#### EXTRACT PROVIDED

The Köprülü family () was a noble family of Albanian origin in the Ottoman Empire. The family hailed from the town of Rudnik (near Berat) in the Sanjak of Vlora and provided six Grand Viziers of the Ottoman Empire (including Kara Mustafa Pasha, who was adopted), with several others becoming high-ranking officers. The era during which these grand viziers served is known as the Köprülü era of the Ottoman Empire.

Another notable member of the family was Köprülü Abdullah Pasha (1684–1735), who was a general in Ottoman-Persian wars of his time and acted as the governor in several provinces of the empire. Modern descendants include Mehmet Fuat Köprülü, a prominent historian of Turkish literature. Members of the family continue to live in Turkey, the Maghreb, and the United States.

########
#### ENTRIES

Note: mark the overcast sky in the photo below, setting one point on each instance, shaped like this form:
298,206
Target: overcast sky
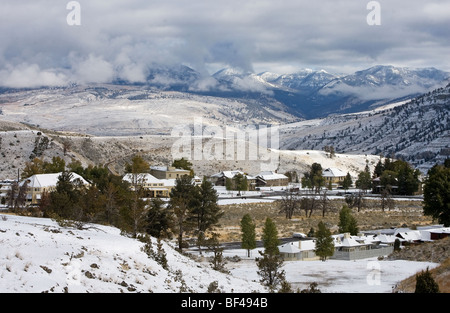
120,39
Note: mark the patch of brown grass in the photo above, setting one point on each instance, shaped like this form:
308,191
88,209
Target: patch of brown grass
407,213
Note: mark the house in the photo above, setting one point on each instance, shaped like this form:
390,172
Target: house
346,247
220,179
349,247
40,183
408,235
334,176
302,250
271,179
154,187
168,172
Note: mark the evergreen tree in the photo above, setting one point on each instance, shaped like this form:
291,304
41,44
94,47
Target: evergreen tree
364,180
347,222
183,199
324,242
436,194
425,283
270,270
208,212
270,237
347,182
248,233
159,219
314,179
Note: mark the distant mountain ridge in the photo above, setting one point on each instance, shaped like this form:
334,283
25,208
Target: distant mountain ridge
305,94
417,131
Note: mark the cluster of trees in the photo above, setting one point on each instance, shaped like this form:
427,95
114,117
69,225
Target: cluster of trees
436,193
108,199
396,177
271,262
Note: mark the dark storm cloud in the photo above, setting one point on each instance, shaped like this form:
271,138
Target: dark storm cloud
121,39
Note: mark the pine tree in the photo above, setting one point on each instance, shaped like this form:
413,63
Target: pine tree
270,270
270,237
248,233
208,212
347,222
183,199
425,283
324,242
159,219
436,193
347,182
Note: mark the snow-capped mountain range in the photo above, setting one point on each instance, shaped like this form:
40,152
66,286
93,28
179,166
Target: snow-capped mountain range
346,111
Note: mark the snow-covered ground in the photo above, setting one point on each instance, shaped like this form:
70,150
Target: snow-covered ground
37,255
335,276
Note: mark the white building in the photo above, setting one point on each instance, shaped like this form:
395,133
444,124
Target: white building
40,183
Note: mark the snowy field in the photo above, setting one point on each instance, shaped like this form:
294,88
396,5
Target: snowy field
37,255
336,276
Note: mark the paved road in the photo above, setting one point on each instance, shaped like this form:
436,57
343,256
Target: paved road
259,243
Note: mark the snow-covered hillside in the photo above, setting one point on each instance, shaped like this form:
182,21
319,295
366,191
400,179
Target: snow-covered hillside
417,131
37,255
113,110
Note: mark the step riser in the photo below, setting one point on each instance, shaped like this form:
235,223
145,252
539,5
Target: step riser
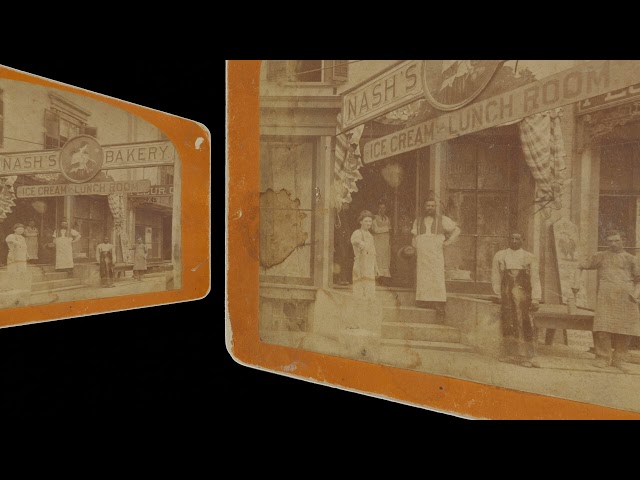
47,277
407,315
417,333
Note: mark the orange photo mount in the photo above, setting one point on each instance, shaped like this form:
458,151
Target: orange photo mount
94,204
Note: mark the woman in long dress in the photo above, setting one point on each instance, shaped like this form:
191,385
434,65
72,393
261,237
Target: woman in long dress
62,240
381,229
104,256
31,237
365,268
139,259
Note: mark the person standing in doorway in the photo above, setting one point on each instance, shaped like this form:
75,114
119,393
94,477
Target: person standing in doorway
617,317
431,233
18,252
515,279
381,229
31,237
365,267
104,256
139,259
62,240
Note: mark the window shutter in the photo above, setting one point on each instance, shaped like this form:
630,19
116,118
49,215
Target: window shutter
340,70
89,130
277,70
51,129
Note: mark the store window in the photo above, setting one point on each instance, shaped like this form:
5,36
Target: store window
482,199
287,185
90,219
149,226
620,194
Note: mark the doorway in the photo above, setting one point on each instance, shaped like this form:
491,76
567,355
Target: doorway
399,182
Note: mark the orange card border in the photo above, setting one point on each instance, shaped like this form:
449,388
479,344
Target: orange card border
433,392
196,246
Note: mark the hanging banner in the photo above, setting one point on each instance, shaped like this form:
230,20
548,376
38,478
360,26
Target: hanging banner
583,81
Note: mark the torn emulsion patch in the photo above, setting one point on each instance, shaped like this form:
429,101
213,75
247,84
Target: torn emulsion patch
281,228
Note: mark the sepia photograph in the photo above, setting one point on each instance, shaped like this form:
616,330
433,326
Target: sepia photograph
472,219
89,199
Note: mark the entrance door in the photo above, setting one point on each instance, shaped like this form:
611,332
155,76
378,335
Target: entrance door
166,238
395,181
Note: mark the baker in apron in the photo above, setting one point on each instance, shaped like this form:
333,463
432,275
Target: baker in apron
430,234
62,240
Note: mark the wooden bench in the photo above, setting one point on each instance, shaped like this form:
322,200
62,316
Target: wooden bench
556,317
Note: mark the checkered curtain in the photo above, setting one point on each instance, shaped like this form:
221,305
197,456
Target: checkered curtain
348,162
543,146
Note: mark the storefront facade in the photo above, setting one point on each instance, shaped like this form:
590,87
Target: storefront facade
35,124
537,148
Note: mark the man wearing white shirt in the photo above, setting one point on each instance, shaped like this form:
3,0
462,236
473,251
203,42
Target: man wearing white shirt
431,233
515,278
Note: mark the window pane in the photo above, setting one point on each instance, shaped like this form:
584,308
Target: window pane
459,259
618,213
616,168
51,124
307,70
493,214
97,209
493,167
461,207
461,166
487,248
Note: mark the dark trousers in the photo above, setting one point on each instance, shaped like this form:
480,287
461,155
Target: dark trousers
605,342
517,323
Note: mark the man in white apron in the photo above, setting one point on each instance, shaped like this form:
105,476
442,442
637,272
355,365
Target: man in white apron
431,233
62,240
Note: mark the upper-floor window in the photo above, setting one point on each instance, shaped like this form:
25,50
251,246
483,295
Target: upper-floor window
65,120
308,71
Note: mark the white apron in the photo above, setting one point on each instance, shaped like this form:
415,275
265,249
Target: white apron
430,286
64,253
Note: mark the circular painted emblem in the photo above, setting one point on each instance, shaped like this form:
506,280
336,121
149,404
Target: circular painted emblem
81,159
451,84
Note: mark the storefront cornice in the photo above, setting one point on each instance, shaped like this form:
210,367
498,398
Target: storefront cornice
330,102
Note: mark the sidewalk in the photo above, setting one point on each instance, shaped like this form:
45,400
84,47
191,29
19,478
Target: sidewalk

########

(WORK TO DO)
1. In the passage on the Köprülü family, rewrite the section from "The Köprülü family" up to and including "of the Ottoman Empire.", replacing "noble family" with "prominent family".
2. According to the passage on the Köprülü family, which modern descendant was a prominent historian of Turkish literature?

(COMPLETED EXERCISE)
1.
The Köprülü family () was a prominent family of Albanian origin in the Ottoman Empire. The family hailed from the town of Rudnik (near Berat) in the Sanjak of Vlora and provided six Grand Viziers of the Ottoman Empire (including Kara Mustafa Pasha, who was adopted), with several others becoming high-ranking officers. The era during which these grand viziers served is known as the Köprülü era of the Ottoman Empire.

2. Mehmet Fuat Köprülü